Description of the task — All lines in the data that hold the word "kurta" need copying.

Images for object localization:
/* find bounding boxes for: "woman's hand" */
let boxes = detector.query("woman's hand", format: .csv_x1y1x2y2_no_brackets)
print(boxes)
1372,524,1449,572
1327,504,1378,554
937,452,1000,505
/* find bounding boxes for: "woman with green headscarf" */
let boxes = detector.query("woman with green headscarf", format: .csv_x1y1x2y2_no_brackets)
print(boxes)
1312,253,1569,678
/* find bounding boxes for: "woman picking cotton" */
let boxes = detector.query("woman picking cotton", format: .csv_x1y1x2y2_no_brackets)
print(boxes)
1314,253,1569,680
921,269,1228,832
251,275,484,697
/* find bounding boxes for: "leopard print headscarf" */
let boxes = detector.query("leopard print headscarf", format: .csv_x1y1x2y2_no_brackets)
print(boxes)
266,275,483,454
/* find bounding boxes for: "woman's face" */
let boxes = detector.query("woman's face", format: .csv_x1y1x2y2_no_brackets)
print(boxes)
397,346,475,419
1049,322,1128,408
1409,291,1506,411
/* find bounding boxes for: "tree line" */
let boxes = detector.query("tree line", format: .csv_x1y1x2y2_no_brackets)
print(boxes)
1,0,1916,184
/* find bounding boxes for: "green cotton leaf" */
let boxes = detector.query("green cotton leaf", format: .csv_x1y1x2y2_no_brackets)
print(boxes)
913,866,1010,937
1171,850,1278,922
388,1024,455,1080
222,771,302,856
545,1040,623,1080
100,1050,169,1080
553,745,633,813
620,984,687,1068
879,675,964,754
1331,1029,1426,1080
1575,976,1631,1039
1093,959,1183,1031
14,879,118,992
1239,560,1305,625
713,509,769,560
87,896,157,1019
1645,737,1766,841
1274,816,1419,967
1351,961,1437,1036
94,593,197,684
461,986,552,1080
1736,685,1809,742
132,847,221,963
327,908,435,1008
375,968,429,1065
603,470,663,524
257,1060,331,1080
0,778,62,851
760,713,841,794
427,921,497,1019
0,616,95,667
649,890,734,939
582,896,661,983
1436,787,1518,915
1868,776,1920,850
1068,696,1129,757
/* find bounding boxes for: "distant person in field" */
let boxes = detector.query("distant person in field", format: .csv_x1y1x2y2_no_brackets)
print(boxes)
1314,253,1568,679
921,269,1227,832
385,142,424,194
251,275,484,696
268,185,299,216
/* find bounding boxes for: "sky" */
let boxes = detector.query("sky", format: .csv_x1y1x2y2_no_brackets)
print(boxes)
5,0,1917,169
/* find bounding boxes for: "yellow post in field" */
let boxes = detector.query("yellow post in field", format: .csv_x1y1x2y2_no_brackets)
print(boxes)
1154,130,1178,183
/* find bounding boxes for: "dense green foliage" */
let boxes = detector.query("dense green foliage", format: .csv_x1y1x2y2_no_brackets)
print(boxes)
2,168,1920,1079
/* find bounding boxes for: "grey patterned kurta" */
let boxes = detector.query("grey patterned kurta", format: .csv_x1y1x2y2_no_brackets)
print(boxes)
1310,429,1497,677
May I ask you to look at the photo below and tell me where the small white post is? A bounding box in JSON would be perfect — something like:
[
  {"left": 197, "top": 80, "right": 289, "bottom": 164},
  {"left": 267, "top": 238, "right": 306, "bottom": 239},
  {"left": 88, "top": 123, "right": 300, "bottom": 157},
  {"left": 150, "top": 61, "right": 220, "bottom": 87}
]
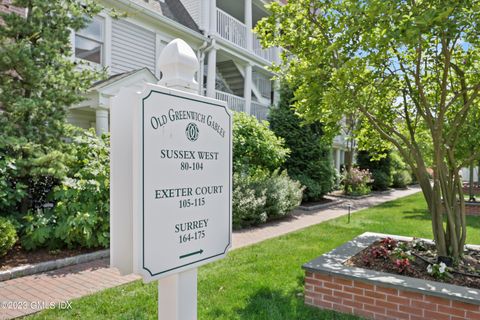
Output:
[
  {"left": 156, "top": 38, "right": 200, "bottom": 320},
  {"left": 158, "top": 268, "right": 197, "bottom": 320},
  {"left": 95, "top": 108, "right": 109, "bottom": 135}
]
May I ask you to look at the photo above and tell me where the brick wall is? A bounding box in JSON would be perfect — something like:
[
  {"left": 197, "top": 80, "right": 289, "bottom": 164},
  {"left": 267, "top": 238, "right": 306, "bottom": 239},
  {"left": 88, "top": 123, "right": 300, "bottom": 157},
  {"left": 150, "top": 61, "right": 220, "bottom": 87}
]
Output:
[
  {"left": 0, "top": 0, "right": 26, "bottom": 16},
  {"left": 305, "top": 271, "right": 480, "bottom": 320},
  {"left": 464, "top": 186, "right": 480, "bottom": 196},
  {"left": 441, "top": 201, "right": 480, "bottom": 216},
  {"left": 466, "top": 203, "right": 480, "bottom": 216}
]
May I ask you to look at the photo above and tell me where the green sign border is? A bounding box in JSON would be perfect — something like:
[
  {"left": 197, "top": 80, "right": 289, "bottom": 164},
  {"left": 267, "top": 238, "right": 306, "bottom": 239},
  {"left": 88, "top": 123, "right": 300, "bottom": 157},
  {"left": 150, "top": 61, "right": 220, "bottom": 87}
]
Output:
[{"left": 142, "top": 89, "right": 232, "bottom": 277}]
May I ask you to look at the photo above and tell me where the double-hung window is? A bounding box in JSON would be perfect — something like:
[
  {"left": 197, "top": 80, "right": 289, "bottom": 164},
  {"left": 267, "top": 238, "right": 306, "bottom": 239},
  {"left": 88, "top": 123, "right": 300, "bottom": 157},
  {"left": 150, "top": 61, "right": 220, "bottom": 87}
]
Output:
[{"left": 75, "top": 16, "right": 104, "bottom": 65}]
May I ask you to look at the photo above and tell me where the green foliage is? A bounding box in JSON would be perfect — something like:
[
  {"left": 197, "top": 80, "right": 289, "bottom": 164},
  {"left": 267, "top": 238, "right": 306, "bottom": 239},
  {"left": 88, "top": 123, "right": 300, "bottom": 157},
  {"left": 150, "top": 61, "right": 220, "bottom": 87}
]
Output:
[
  {"left": 356, "top": 151, "right": 392, "bottom": 191},
  {"left": 255, "top": 0, "right": 480, "bottom": 257},
  {"left": 0, "top": 0, "right": 103, "bottom": 218},
  {"left": 233, "top": 112, "right": 289, "bottom": 174},
  {"left": 391, "top": 152, "right": 413, "bottom": 188},
  {"left": 269, "top": 85, "right": 335, "bottom": 201},
  {"left": 0, "top": 217, "right": 18, "bottom": 257},
  {"left": 19, "top": 128, "right": 110, "bottom": 250},
  {"left": 52, "top": 127, "right": 110, "bottom": 249},
  {"left": 20, "top": 209, "right": 57, "bottom": 250},
  {"left": 264, "top": 170, "right": 304, "bottom": 219},
  {"left": 232, "top": 169, "right": 304, "bottom": 229},
  {"left": 342, "top": 168, "right": 372, "bottom": 196},
  {"left": 232, "top": 172, "right": 267, "bottom": 229},
  {"left": 392, "top": 170, "right": 413, "bottom": 189},
  {"left": 232, "top": 113, "right": 303, "bottom": 228}
]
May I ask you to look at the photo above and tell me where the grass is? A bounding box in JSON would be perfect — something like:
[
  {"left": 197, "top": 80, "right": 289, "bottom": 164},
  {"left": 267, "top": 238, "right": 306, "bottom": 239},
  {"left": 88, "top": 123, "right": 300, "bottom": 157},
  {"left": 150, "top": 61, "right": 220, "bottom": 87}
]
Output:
[{"left": 25, "top": 192, "right": 480, "bottom": 320}]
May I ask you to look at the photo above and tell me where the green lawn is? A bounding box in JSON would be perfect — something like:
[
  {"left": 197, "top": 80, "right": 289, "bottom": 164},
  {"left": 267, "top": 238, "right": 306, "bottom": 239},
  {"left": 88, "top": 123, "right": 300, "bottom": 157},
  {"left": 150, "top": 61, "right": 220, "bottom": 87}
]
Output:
[{"left": 26, "top": 192, "right": 480, "bottom": 320}]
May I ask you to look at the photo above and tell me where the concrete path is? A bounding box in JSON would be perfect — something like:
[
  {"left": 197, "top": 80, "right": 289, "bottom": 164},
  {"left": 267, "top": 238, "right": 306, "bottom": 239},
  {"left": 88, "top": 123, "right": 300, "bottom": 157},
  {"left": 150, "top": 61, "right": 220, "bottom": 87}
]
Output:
[{"left": 0, "top": 186, "right": 421, "bottom": 319}]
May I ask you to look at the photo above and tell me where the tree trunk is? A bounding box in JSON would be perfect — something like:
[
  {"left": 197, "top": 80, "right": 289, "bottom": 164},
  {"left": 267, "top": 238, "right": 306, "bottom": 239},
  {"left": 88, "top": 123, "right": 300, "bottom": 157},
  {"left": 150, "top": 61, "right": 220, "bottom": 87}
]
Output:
[{"left": 412, "top": 155, "right": 466, "bottom": 259}]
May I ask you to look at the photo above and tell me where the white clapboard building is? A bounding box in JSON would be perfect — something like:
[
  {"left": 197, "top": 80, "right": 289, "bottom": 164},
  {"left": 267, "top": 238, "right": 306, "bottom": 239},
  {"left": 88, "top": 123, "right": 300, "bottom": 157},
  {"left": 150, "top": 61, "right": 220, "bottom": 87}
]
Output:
[{"left": 3, "top": 0, "right": 350, "bottom": 172}]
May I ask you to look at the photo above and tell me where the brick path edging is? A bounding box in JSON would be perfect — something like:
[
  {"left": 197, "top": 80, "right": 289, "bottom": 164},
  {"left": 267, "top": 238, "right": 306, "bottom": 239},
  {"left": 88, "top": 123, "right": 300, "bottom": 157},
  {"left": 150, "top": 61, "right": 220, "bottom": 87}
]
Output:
[
  {"left": 0, "top": 250, "right": 109, "bottom": 282},
  {"left": 303, "top": 232, "right": 480, "bottom": 320}
]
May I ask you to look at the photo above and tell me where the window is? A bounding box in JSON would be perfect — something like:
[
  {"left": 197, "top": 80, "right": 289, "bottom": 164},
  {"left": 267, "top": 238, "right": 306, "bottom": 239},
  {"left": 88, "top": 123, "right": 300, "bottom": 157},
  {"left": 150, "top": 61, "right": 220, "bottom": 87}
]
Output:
[{"left": 75, "top": 16, "right": 104, "bottom": 64}]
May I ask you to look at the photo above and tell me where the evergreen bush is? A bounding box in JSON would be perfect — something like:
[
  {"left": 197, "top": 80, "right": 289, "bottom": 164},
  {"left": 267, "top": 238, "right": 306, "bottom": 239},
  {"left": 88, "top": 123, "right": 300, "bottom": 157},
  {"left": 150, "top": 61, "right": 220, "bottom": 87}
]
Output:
[
  {"left": 356, "top": 150, "right": 393, "bottom": 191},
  {"left": 19, "top": 128, "right": 110, "bottom": 250},
  {"left": 269, "top": 86, "right": 335, "bottom": 201}
]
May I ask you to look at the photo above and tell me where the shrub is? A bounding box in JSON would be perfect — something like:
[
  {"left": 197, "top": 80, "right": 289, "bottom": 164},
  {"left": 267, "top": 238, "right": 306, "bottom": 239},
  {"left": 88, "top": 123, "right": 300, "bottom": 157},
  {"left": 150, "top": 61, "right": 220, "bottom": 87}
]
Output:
[
  {"left": 19, "top": 127, "right": 110, "bottom": 250},
  {"left": 232, "top": 172, "right": 267, "bottom": 229},
  {"left": 52, "top": 127, "right": 110, "bottom": 249},
  {"left": 390, "top": 152, "right": 413, "bottom": 188},
  {"left": 232, "top": 169, "right": 304, "bottom": 228},
  {"left": 0, "top": 217, "right": 17, "bottom": 257},
  {"left": 20, "top": 209, "right": 57, "bottom": 250},
  {"left": 371, "top": 170, "right": 391, "bottom": 191},
  {"left": 392, "top": 170, "right": 412, "bottom": 188},
  {"left": 233, "top": 112, "right": 289, "bottom": 174},
  {"left": 263, "top": 170, "right": 304, "bottom": 219},
  {"left": 343, "top": 167, "right": 372, "bottom": 196},
  {"left": 269, "top": 85, "right": 335, "bottom": 201},
  {"left": 356, "top": 150, "right": 392, "bottom": 191}
]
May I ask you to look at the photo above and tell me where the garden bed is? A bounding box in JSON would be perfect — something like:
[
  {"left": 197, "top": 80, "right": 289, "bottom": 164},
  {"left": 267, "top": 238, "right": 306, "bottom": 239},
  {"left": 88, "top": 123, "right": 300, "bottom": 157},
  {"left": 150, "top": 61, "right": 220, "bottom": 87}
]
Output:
[
  {"left": 347, "top": 237, "right": 480, "bottom": 289},
  {"left": 303, "top": 232, "right": 480, "bottom": 320},
  {"left": 0, "top": 244, "right": 103, "bottom": 271}
]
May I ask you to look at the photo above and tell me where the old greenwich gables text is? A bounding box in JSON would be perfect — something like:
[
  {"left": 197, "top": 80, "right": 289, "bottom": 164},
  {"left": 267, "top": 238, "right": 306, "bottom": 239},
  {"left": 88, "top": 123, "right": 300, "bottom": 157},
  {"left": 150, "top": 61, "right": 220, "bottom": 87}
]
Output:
[{"left": 150, "top": 108, "right": 226, "bottom": 138}]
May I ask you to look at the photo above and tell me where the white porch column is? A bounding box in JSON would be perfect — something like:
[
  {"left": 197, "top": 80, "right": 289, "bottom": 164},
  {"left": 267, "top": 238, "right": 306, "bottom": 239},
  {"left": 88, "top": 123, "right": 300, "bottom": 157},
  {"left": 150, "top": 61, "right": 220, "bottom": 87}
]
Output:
[
  {"left": 244, "top": 63, "right": 252, "bottom": 115},
  {"left": 245, "top": 0, "right": 253, "bottom": 51},
  {"left": 206, "top": 48, "right": 217, "bottom": 98},
  {"left": 335, "top": 148, "right": 341, "bottom": 172},
  {"left": 209, "top": 0, "right": 217, "bottom": 35},
  {"left": 273, "top": 79, "right": 280, "bottom": 107},
  {"left": 95, "top": 108, "right": 109, "bottom": 135}
]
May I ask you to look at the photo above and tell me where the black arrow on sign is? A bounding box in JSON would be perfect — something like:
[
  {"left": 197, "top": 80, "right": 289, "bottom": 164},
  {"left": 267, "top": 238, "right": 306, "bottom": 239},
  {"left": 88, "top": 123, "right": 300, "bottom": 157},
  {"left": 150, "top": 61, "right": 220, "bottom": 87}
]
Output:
[{"left": 179, "top": 249, "right": 204, "bottom": 259}]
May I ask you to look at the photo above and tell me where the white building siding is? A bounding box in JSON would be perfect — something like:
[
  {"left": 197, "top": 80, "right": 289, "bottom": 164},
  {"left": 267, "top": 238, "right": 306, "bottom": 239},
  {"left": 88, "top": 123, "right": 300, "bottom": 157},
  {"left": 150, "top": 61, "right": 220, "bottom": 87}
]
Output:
[
  {"left": 111, "top": 19, "right": 156, "bottom": 75},
  {"left": 179, "top": 0, "right": 201, "bottom": 26}
]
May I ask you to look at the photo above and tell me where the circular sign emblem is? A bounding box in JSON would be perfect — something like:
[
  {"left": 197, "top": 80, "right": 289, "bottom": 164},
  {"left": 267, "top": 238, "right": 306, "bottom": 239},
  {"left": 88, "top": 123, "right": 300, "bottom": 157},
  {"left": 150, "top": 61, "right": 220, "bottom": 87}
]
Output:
[{"left": 185, "top": 122, "right": 199, "bottom": 141}]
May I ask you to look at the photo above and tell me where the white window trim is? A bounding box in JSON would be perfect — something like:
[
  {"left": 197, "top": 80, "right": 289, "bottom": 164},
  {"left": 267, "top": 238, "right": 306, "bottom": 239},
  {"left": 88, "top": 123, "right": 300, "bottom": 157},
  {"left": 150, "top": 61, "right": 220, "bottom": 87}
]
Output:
[{"left": 71, "top": 11, "right": 109, "bottom": 70}]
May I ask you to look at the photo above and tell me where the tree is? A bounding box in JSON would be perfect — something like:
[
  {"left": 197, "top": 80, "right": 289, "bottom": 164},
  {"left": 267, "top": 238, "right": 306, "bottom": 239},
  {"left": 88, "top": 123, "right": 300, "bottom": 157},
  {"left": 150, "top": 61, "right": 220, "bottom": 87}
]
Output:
[
  {"left": 269, "top": 84, "right": 335, "bottom": 201},
  {"left": 0, "top": 0, "right": 102, "bottom": 215},
  {"left": 256, "top": 0, "right": 480, "bottom": 259}
]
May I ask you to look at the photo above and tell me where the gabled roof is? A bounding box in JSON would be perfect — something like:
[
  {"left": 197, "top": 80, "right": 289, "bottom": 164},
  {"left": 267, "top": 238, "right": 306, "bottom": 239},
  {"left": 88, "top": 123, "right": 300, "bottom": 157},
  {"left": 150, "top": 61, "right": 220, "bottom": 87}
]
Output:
[
  {"left": 90, "top": 68, "right": 158, "bottom": 93},
  {"left": 130, "top": 0, "right": 201, "bottom": 33}
]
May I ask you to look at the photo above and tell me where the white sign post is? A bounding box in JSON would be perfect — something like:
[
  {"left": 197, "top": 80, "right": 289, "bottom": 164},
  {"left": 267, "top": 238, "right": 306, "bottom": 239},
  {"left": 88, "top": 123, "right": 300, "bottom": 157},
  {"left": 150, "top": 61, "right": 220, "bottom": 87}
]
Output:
[{"left": 110, "top": 39, "right": 232, "bottom": 320}]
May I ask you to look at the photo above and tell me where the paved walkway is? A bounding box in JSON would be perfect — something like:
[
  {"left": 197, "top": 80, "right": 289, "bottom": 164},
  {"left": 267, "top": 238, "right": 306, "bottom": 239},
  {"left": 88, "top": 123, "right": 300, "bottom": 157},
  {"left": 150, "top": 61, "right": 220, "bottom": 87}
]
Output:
[{"left": 0, "top": 187, "right": 421, "bottom": 319}]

Reply to the exercise —
/* find bounding boxes for: "grey patterned kurta" */
let boxes = detector.query("grey patterned kurta", format: .csv_x1y1x2y2_no_brackets)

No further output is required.